▶ Problem to work on
Reproduce word for word every line from the start of the records through the line that contains "(1010, 586)", including that line.

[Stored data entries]

========================

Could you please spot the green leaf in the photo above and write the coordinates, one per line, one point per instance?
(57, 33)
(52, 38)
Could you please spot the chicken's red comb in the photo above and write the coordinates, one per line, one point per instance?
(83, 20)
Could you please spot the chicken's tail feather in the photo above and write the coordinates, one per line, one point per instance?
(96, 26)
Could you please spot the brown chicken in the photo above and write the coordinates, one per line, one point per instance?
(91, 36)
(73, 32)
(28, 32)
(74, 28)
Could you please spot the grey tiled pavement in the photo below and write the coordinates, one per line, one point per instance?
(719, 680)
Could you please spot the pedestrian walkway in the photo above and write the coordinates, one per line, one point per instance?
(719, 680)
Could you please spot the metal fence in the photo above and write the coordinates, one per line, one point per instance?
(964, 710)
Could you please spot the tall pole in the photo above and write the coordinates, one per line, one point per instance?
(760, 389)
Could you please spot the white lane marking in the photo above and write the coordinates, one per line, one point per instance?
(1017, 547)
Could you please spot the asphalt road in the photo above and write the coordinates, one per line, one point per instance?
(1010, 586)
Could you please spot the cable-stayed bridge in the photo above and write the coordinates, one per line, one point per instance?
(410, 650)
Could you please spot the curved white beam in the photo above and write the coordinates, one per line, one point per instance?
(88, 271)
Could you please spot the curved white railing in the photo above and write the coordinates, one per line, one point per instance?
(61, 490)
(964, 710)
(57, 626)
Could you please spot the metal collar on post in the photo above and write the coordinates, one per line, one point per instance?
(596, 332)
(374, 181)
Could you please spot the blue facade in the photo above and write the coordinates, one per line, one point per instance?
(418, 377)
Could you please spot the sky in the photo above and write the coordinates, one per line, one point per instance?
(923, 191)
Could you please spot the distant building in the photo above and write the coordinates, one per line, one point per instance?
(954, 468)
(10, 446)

========================

▶ The result
Could you please spot the green leaf in the photo above and write the coordinates, one per line, one point per instance?
(57, 33)
(52, 38)
Could you please spot the chicken's red comb in the photo above and write the coordinates, one per line, one point per instance?
(83, 20)
Could you please spot the chicken's tail feather in the photo above and write the coordinates, one per line, one point per instance?
(96, 26)
Could you please spot the brown chicken in the photo above and write the coordinates, one per line, one point per instance?
(91, 36)
(73, 32)
(28, 32)
(74, 28)
Could you please spot the grey tiled pavement in the photo below and write the coordinates, one per line, one point per instance?
(719, 680)
Could you please spot the pedestrian walkway in the photo above and write the coordinates, one per line, one point per instance?
(719, 680)
Could you please spot the metal fence in the photo above and write the coordinates, one per line, one point per instance?
(964, 710)
Could you please spot the tall pole in the photo above and write the coordinates, one per line, one point per instance?
(760, 389)
Could you please spot the white lane marking in the photo above and write the coordinates, one per line, one point per instance?
(1017, 547)
Could you please spot the asphalt road in the photo above and write the coordinates, one per line, one point per instance?
(1010, 586)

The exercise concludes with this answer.